> _Task item_:
Wherever the word "hand" appears in the entries, copy the whole line.

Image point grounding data
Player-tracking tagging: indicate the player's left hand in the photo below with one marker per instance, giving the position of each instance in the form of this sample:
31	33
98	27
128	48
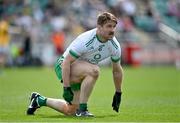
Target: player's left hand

> _Answer section_:
Player-tracking tagging: indicate the player's left hand in the photo below with one marker per instance, giving the position of each instance in the form of this sample:
Target: player's left hand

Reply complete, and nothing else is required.